__EXTRACTED TEXT__
Researchers Gaze into Space to Envision Future of Regenerative Medicine

By: Asher Jones

About 250 miles above sea level, a unique laboratory circles the planet. Here in low-Earth orbit on the International Space Station (ISS), gravity’s tug is faint enough that objects appear to be weightless. These microgravity conditions cause living things — from people to organs and cells — to function differently than on terra firma. Researchers from UPMC and the University of Pittsburgh aim to use the ISS U.S. National Laboratory (ISSNL) to conduct biomedical research not possible on Earth and advance space-based biomanufacturing.

In recent years, microgravity research has become more accessible through the ISSNL. At the same time, breakthroughs in gene editing, stem cell research and development of mini lab-grown organs have helped advance regenerative medicine, the discipline that focuses on replacing or repairing damaged or diseased body parts. Progress in these two areas means that now is the right moment to consider the future of biomanufacturing in space, according to Dr. William Wagner, director of the University of Pittsburgh’s McGowan Institute for Regenerative Medicine and distinguished professor of surgery, chemical engineering and bioengineering at Pitt.

Dr. William Wagner and Gary Rodrigue discuss the future of biomanufacturing in space.

__WORK TASK__
Do these statements agree with the article about regenerative medicine in space? For each, answer yes or no and quote the words from the article that decide it.
(a) The laboratory in low-Earth orbit circles the planet about 250 miles above sea level.
(b) Dr. William Wagner directs a McGowan Institute at Carnegie Mellon University.
(c) In recent years, microgravity research has become harder to access.
Rely only on the article about regenerative medicine in space.

__GIVEN DATA__
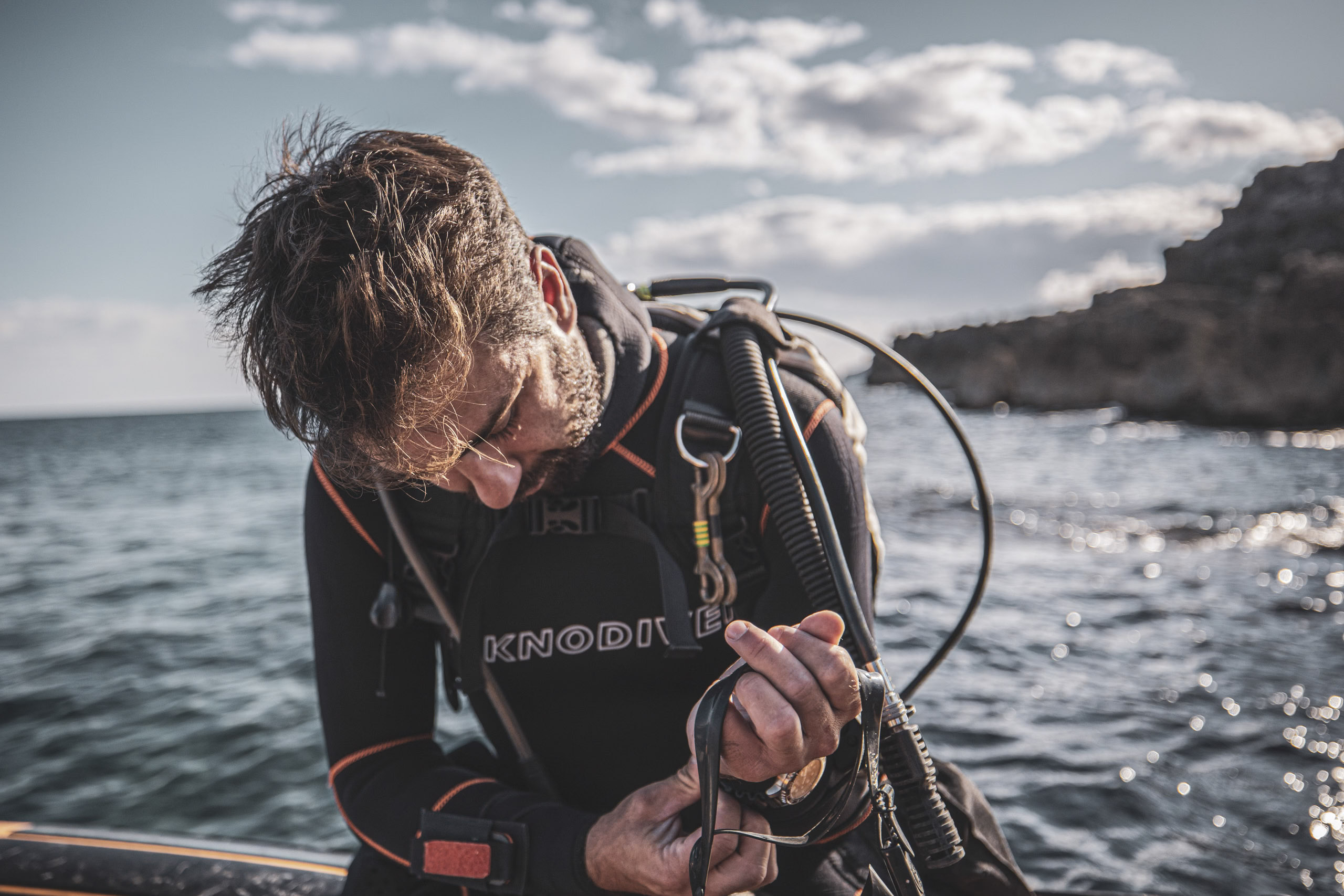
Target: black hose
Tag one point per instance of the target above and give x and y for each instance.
(773, 464)
(791, 484)
(985, 499)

__ANSWER TO THIS PROBLEM__
(a) Yes: "About 250 miles above sea level, a unique laboratory circles the planet."
(b) No: "director of the University of Pittsburgh’s McGowan Institute for Regenerative Medicine"
(c) No: "In recent years, microgravity research has become more accessible through the ISSNL."